* Task prompt *
Rewrite the listing as a Markdown table with the columns Row and Line, starting at the beginning of the listing and ending at the line that contains "[361,218,695,499]", both included. Number each nonblank line in order, skip blank lines, and leave the pictures out of the answer.
━━━━━ Materials provided ━━━━━
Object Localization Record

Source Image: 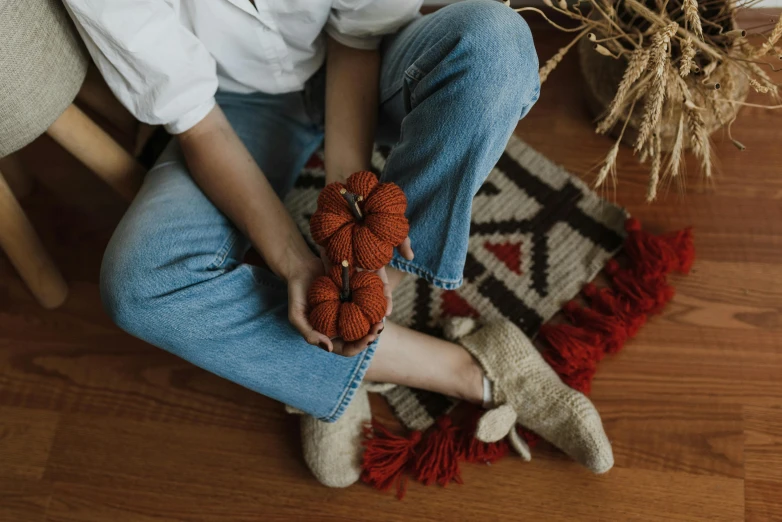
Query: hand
[288,257,336,352]
[318,237,414,357]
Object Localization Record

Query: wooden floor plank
[744,403,782,521]
[0,477,51,522]
[0,407,60,480]
[46,414,744,521]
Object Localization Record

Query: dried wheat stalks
[664,111,684,178]
[596,49,649,134]
[594,100,636,188]
[679,36,695,78]
[646,131,663,203]
[746,62,779,99]
[635,22,679,152]
[682,0,703,40]
[679,81,711,178]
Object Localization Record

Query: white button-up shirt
[65,0,422,134]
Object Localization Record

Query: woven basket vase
[578,28,749,151]
[0,0,89,158]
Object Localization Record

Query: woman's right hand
[288,256,334,352]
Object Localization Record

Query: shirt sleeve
[326,0,423,50]
[65,0,217,134]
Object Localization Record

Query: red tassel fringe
[361,218,695,499]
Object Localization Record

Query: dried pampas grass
[516,0,782,201]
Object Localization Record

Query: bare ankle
[457,354,483,404]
━━━━━
* Final result *
| Row | Line |
|---|---|
| 1 | Object Localization Record |
| 2 | Source Image:  |
| 3 | Query: hand |
| 4 | [288,257,336,352] |
| 5 | [318,237,414,357] |
| 6 | Object Localization Record |
| 7 | Query: wooden floor plank |
| 8 | [744,403,782,521] |
| 9 | [0,477,51,522] |
| 10 | [0,407,60,480] |
| 11 | [46,414,744,521] |
| 12 | Object Localization Record |
| 13 | Query: dried wheat stalks |
| 14 | [664,111,684,178] |
| 15 | [596,49,649,134] |
| 16 | [594,100,636,188] |
| 17 | [679,36,695,78] |
| 18 | [646,131,663,203] |
| 19 | [746,62,779,99] |
| 20 | [635,22,679,152] |
| 21 | [682,0,703,40] |
| 22 | [679,81,711,178] |
| 23 | Object Localization Record |
| 24 | Query: white button-up shirt |
| 25 | [65,0,422,134] |
| 26 | Object Localization Record |
| 27 | Query: woven basket vase |
| 28 | [578,28,749,151] |
| 29 | [0,0,89,158] |
| 30 | Object Localization Record |
| 31 | Query: woman's right hand |
| 32 | [288,256,334,352] |
| 33 | Object Localization Record |
| 34 | Query: shirt sleeve |
| 35 | [326,0,423,50] |
| 36 | [65,0,217,134] |
| 37 | Object Localization Record |
| 38 | Query: red tassel fringe |
| 39 | [361,218,695,499] |